Data for this exercise: Begin

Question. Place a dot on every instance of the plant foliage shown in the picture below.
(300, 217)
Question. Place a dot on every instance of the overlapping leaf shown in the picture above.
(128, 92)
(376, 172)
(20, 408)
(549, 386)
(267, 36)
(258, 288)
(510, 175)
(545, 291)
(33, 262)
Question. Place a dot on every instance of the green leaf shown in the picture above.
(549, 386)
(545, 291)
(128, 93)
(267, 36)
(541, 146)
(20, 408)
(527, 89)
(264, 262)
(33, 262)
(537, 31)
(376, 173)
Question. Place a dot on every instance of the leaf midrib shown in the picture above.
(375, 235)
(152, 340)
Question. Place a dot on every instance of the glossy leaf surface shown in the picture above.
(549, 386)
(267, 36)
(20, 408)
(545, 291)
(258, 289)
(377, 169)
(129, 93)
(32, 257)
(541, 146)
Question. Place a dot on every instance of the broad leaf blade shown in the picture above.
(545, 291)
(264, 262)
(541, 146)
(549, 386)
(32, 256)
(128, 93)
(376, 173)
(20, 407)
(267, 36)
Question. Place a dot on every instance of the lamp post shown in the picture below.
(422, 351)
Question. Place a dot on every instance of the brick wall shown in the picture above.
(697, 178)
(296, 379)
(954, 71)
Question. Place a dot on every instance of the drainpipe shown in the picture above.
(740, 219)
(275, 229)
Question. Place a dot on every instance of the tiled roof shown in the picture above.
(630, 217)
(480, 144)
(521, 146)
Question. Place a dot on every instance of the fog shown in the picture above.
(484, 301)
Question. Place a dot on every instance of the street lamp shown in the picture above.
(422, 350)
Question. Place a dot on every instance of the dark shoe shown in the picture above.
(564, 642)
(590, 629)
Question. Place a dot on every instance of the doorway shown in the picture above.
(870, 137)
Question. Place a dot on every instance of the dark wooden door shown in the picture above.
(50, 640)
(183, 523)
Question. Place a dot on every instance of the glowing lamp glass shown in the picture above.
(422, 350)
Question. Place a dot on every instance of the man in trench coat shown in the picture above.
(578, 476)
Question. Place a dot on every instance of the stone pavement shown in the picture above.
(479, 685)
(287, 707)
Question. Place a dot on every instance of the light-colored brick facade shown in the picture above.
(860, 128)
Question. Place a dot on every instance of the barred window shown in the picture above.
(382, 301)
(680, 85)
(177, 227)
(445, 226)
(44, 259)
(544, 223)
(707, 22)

Data for this exercise: End

§ Task item: All of the data above must be set down again exactly.

§ Solution for this exercise:
Question. Place a dot on every instance of the plant foliage shown in the picture below.
(300, 217)
Question. Place a dot on every instance of the overlapping leaf shown in the picture above.
(128, 92)
(376, 172)
(20, 408)
(549, 386)
(267, 36)
(258, 288)
(510, 175)
(545, 291)
(33, 262)
Question. Place a dot on every instance of the green leaf shown in the picture above.
(549, 386)
(545, 291)
(128, 93)
(267, 36)
(541, 146)
(20, 408)
(527, 89)
(264, 262)
(33, 262)
(537, 31)
(376, 173)
Question. Place a dot on every instance of the leaf midrib shown in the picture above.
(375, 235)
(152, 340)
Question. Place a dot on every instance of the glossy leaf surface shown in the picture above.
(549, 386)
(267, 36)
(20, 408)
(545, 291)
(258, 289)
(377, 169)
(129, 93)
(32, 257)
(541, 146)
Question. Place a dot on every instance of the broad leaf blade shown in the picture above.
(545, 291)
(264, 262)
(541, 146)
(549, 386)
(32, 256)
(128, 93)
(376, 173)
(20, 407)
(267, 36)
Question. Place a dot on every instance of the lamp post shown in the picture below.
(422, 351)
Question. Place a dot on every instance of the brick wall shown in the picture above.
(697, 178)
(296, 379)
(954, 71)
Question. Place a dot on every instance of the drainpipe shown in the picture above.
(740, 219)
(275, 229)
Question. Place a dot on every instance of the tiled roof shown in the picture above.
(630, 217)
(480, 144)
(521, 146)
Question. Place a dot on every instance of the fog shown in the picture above.
(484, 301)
Question. Place a dot on every instance of the street lamp shown in the picture above.
(422, 350)
Question. Place a dot on every instance of the dark shoe shown in the picture above.
(564, 642)
(590, 629)
Question. Place a dot on every instance of the doorway shown in the picture above.
(870, 137)
Question. Place a dot on every instance of the dark wooden door shown in the picture above.
(50, 640)
(183, 523)
Question. Place a dot on every instance of the glowing lamp glass shown in the picture above.
(422, 350)
Question. Place a dot on every instance of the man in trench coat shown in the picture above.
(578, 476)
Question. Place a dot on every instance of the stone pavement shown in the picture above.
(479, 685)
(287, 707)
Question. Place a dot on every instance of the light-colored brick facade shown in the picture above.
(860, 128)
Question. Place a dot on every instance of the barred window shown in the picture above.
(382, 301)
(680, 85)
(177, 227)
(445, 226)
(44, 259)
(544, 223)
(707, 22)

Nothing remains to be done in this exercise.